* **DIRECTION A**:
List every verse number that appears in parentheses inside the quotation in the text on Paul's struggle with sin.

* **SOURCE DOCUMENT**:
I see several spiritual lessons in that process.

[1] Sin is an unavoidable part of being human, just as accidents are. In Romans 7:14-25 the Apostle Paul describes his struggle with sin. If you have never studied this passage, read it over first in the NIV or the NLT, then do a thorough study. In this passage Paul explains that, although he wants with all his heart to do what is right,  his human, sinful nature always fights against that. Yet Paul rejoices that God, through Jesus, delivers him. Paul says,

“(v. 21) I have discovered this principle of life—that when I want to do what is right, I inevitably do what is wrong. (22) I love God’s law with all my heart (23) but there is another power within me that is at war with my mind. This power makes me a slave to the sin that is still within me. (24) Oh, what a miserable person I am! Who will free me from this life that is dominated by sin and death? (25) ‘Thank God! The answer is in Jesus Christ our Lord. So you see how it is: in my mind I really want to obey God’s law but because of my sinful nature I am a slave to sin. (NLT)”

* **STORED RECORDS**:

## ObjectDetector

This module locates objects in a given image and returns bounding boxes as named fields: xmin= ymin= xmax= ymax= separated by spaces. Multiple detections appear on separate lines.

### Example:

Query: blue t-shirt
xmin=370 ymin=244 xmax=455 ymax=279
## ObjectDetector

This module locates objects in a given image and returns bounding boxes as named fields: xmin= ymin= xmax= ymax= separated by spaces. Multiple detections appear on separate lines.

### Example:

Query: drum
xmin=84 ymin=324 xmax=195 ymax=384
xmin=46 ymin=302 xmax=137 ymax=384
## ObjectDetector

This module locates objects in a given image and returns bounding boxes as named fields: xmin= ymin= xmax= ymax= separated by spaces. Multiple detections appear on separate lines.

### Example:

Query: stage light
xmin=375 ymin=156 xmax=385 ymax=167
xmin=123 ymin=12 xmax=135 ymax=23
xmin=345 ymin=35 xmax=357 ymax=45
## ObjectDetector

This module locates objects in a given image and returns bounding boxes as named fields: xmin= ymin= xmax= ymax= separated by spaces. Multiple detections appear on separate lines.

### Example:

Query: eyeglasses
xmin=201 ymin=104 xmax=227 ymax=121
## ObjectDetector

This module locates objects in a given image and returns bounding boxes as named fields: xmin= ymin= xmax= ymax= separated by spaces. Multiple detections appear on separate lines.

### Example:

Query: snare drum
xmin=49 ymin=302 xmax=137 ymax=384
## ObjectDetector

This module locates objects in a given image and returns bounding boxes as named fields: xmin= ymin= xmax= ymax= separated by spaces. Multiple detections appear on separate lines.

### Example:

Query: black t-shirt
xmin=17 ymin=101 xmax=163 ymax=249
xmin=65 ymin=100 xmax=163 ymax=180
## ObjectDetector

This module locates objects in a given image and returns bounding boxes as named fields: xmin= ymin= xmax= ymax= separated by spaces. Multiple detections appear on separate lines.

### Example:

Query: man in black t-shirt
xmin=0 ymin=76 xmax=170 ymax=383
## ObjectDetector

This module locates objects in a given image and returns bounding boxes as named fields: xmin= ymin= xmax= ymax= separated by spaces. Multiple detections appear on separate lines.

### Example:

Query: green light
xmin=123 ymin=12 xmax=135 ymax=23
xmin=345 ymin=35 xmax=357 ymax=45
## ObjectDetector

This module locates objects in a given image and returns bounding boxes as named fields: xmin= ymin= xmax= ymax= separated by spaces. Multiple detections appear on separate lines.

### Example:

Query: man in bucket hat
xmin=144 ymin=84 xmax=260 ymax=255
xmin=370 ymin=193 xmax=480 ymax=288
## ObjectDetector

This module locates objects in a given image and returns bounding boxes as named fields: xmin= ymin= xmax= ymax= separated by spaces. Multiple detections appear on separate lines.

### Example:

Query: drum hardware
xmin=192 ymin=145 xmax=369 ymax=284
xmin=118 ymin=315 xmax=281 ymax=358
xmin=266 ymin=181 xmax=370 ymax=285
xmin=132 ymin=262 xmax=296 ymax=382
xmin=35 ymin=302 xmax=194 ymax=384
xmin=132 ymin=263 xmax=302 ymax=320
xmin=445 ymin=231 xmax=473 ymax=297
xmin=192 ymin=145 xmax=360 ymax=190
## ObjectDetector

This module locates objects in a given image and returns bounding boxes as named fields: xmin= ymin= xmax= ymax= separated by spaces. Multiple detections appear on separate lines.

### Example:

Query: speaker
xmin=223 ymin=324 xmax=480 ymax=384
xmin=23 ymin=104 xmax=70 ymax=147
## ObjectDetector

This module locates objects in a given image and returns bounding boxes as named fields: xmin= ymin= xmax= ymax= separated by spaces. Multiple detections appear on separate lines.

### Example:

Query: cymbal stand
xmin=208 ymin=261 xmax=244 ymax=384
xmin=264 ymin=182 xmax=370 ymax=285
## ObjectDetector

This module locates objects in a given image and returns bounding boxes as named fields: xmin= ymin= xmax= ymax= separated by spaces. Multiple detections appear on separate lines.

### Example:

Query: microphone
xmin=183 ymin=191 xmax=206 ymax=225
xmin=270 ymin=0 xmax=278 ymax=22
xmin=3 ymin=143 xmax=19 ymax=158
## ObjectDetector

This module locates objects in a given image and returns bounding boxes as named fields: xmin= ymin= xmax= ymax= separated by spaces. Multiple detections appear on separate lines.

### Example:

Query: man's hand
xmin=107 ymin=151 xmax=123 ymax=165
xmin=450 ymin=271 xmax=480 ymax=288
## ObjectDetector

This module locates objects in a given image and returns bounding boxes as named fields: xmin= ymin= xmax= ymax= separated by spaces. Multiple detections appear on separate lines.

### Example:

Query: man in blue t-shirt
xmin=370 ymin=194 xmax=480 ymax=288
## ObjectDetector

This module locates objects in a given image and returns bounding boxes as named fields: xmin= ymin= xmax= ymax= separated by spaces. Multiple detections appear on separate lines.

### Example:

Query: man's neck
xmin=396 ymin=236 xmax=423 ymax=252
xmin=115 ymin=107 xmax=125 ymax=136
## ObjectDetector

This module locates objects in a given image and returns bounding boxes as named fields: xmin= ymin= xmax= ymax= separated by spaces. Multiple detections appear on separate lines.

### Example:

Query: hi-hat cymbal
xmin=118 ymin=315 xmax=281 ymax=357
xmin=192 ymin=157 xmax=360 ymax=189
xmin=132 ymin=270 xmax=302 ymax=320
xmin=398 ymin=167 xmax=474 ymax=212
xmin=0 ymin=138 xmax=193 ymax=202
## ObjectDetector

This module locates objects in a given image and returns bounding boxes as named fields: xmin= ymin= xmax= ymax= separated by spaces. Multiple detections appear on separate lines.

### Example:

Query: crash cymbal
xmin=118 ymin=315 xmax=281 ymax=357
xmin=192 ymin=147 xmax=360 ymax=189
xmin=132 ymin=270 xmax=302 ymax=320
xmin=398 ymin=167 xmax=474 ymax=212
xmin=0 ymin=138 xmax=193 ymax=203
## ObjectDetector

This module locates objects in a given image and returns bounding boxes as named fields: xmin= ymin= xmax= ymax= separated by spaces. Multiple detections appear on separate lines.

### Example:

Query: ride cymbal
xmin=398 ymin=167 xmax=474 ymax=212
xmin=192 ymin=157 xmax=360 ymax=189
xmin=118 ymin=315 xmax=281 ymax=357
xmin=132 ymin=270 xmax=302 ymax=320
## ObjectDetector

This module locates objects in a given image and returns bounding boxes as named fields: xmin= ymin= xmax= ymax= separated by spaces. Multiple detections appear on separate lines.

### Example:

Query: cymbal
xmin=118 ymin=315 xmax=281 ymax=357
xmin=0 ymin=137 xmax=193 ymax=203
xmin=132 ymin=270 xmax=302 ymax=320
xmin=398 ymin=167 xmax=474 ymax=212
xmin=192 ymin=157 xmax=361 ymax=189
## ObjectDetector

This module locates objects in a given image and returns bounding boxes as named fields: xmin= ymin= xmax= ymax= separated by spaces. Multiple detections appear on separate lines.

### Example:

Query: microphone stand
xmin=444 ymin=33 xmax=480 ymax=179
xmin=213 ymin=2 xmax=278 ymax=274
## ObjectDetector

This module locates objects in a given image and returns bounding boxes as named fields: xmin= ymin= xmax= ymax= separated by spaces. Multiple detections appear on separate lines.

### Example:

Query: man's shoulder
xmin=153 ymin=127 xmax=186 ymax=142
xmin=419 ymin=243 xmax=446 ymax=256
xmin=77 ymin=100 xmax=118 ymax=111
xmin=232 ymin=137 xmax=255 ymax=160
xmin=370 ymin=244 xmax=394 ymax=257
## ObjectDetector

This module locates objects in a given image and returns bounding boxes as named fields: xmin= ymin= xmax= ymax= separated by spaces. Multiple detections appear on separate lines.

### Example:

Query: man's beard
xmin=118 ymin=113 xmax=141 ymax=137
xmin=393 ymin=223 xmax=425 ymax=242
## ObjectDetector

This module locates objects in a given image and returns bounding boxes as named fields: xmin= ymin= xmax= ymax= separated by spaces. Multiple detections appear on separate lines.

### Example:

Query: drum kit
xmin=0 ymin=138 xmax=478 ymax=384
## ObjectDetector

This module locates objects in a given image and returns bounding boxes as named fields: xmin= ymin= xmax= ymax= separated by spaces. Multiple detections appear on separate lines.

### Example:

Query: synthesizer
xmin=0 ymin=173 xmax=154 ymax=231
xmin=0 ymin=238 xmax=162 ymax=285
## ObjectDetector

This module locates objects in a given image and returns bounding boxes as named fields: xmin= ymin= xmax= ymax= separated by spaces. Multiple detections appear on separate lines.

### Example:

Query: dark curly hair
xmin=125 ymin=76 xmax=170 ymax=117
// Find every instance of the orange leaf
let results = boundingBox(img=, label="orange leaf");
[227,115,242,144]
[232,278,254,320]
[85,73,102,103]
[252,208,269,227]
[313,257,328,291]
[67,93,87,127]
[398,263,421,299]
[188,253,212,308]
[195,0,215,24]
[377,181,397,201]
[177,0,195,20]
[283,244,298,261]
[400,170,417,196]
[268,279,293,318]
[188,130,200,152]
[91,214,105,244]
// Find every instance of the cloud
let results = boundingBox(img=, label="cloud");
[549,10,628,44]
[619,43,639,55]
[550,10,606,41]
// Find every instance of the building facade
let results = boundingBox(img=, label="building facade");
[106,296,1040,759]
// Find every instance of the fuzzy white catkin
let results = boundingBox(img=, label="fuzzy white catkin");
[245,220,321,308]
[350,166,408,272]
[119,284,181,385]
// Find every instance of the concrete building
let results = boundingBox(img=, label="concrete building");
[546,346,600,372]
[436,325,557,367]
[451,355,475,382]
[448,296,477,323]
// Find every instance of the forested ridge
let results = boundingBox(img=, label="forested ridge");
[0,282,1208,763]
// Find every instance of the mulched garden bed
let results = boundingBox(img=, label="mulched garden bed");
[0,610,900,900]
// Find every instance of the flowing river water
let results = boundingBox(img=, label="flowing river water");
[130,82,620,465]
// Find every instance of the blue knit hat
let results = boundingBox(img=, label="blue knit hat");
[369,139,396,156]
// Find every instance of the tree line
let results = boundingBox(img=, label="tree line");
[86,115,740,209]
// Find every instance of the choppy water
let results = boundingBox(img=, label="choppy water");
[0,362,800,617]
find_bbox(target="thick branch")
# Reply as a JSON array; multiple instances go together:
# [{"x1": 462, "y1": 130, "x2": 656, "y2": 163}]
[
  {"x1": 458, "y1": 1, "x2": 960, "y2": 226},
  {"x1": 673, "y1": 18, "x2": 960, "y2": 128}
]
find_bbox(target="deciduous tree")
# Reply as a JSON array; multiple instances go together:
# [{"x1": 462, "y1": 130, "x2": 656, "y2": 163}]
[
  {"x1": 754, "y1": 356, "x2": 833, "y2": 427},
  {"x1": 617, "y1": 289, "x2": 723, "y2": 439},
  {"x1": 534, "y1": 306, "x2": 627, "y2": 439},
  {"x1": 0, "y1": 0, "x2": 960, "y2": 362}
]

* **DIRECTION B**:
Copy the rows word for word, from their very first line through the line containing "xmin=49 ymin=302 xmax=137 ymax=384", including both of those lines.

* **COMPLETE OUTPUT A**:
21, 22, 23, 24, 25

* **COMPLETE OUTPUT B**:
## ObjectDetector

This module locates objects in a given image and returns bounding boxes as named fields: xmin= ymin= xmax= ymax= separated by spaces. Multiple detections appear on separate lines.

### Example:

Query: blue t-shirt
xmin=370 ymin=244 xmax=455 ymax=279
## ObjectDetector

This module locates objects in a given image and returns bounding boxes as named fields: xmin= ymin= xmax= ymax= separated by spaces. Multiple detections appear on separate lines.

### Example:

Query: drum
xmin=84 ymin=324 xmax=195 ymax=384
xmin=46 ymin=302 xmax=137 ymax=384
## ObjectDetector

This module locates objects in a given image and returns bounding boxes as named fields: xmin= ymin= xmax= ymax= separated by spaces. Multiple detections appear on separate lines.

### Example:

Query: stage light
xmin=375 ymin=156 xmax=385 ymax=167
xmin=123 ymin=12 xmax=135 ymax=23
xmin=345 ymin=35 xmax=357 ymax=45
## ObjectDetector

This module locates objects in a given image and returns bounding boxes as named fields: xmin= ymin= xmax= ymax= separated by spaces. Multiple detections appear on separate lines.

### Example:

Query: eyeglasses
xmin=201 ymin=104 xmax=227 ymax=121
## ObjectDetector

This module locates objects in a given image and returns bounding boxes as named fields: xmin= ymin= xmax= ymax= separated by spaces. Multiple detections appear on separate lines.

### Example:

Query: snare drum
xmin=49 ymin=302 xmax=137 ymax=384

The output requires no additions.